- Texto de lectura -
┄┄┄┄┄┄

6/06/2020

Complicidades


Imagen cortesía de Segob
La cuarentena no ha sido favorable a los derechos de las mujeres: el potencial del movimiento feminista tan visible el 8 y 9 de marzo parece velado tras los efectos, devastadores o desgastantes, de la convivencia familiar en el espacio privado, con una movilidad restringida. El aumento de las violencias machistas, por un lado, y la negligencia o incapacidad gubernamental ante una situación de riesgo previsible, preocupan e irritan. La acumulación de agravios de todo tipo que hemos presenciado, aun a distancia, en estos meses, nos obliga a cuestionar de nuevo  no sólo el vacío institucional ya conocido sino también la indiferencia social que favorece la impunidad sistémica, institucionalizada, de crímenes atroces o de “violencias comunes.  Nos obliga también, como en otras coyunturas, a contener la desesperanza y a buscar otras salidas, otras formas de resistencia.

┄┄┄┄┄┄

(Registros de una fuente de datos)
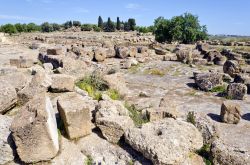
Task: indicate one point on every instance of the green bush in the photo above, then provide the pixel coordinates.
(184, 29)
(136, 116)
(94, 85)
(191, 118)
(9, 28)
(114, 94)
(86, 27)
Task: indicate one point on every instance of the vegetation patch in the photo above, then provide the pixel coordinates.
(191, 118)
(89, 160)
(114, 94)
(205, 152)
(94, 85)
(136, 115)
(219, 89)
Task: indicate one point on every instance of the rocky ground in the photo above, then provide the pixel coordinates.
(121, 98)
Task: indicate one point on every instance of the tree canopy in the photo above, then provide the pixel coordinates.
(184, 29)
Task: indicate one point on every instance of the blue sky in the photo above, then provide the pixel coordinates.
(220, 16)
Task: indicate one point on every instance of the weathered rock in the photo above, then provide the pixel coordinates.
(103, 152)
(21, 62)
(100, 54)
(75, 115)
(69, 154)
(34, 130)
(55, 51)
(207, 81)
(160, 51)
(62, 83)
(18, 80)
(6, 153)
(236, 91)
(39, 83)
(8, 96)
(230, 112)
(231, 67)
(108, 107)
(117, 82)
(114, 127)
(231, 145)
(167, 141)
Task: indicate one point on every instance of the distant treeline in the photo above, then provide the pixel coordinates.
(108, 26)
(185, 28)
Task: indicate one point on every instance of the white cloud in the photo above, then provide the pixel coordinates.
(16, 17)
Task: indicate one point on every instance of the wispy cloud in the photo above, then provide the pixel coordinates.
(81, 10)
(16, 17)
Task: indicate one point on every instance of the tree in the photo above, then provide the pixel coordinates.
(9, 28)
(32, 27)
(46, 27)
(19, 27)
(86, 27)
(118, 24)
(109, 26)
(131, 24)
(77, 23)
(183, 29)
(100, 22)
(56, 27)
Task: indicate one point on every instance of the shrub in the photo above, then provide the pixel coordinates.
(191, 118)
(136, 116)
(114, 94)
(94, 85)
(86, 27)
(184, 29)
(219, 89)
(9, 28)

┄┄┄┄┄┄

- Tareas y ejercicios -
(1) Reproduce el fragmento del texto de lectura que va de "Imagen cortesía de" a "formas de resistencia.", ambos incluidos.
(2) Resume el texto de lectura en dos oraciones.
(3) Según el texto de lectura, ¿qué acciones nos obliga a realizar la acumulación de agravios? Enuméralas todas.

- Respuestas al ejercicio -
(1)
Imagen cortesía de Segob
La cuarentena no ha sido favorable a los derechos de las mujeres: el potencial del movimiento feminista tan visible el 8 y 9 de marzo parece velado tras los efectos, devastadores o desgastantes, de la convivencia familiar en el espacio privado, con una movilidad restringida. El aumento de las violencias machistas, por un lado, y la negligencia o incapacidad gubernamental ante una situación de riesgo previsible, preocupan e irritan. La acumulación de agravios de todo tipo que hemos presenciado, aun a distancia, en estos meses, nos obliga a cuestionar de nuevo  no sólo el vacío institucional ya conocido sino también la indiferencia social que favorece la impunidad sistémica, institucionalizada, de crímenes atroces o de “violencias comunes.  Nos obliga también, como en otras coyunturas, a contener la desesperanza y a buscar otras salidas, otras formas de resistencia.

(2) La cuarentena no ha favorecido los derechos de las mujeres, y el potencial del movimiento feminista visible el 8 y 9 de marzo parece velado por los efectos de la convivencia familiar con una movilidad restringida. El aumento de las violencias machistas y la negligencia o incapacidad gubernamental preocupan e irritan, y la acumulación de agravios obliga a cuestionar el vacío institucional y la indiferencia social, a contener la desesperanza y a buscar otras formas de resistencia.

(3)
- Cuestionar de nuevo el vacío institucional ya conocido y la indiferencia social que favorece la impunidad sistémica.
- Contener la desesperanza.
- Buscar otras salidas, otras formas de resistencia.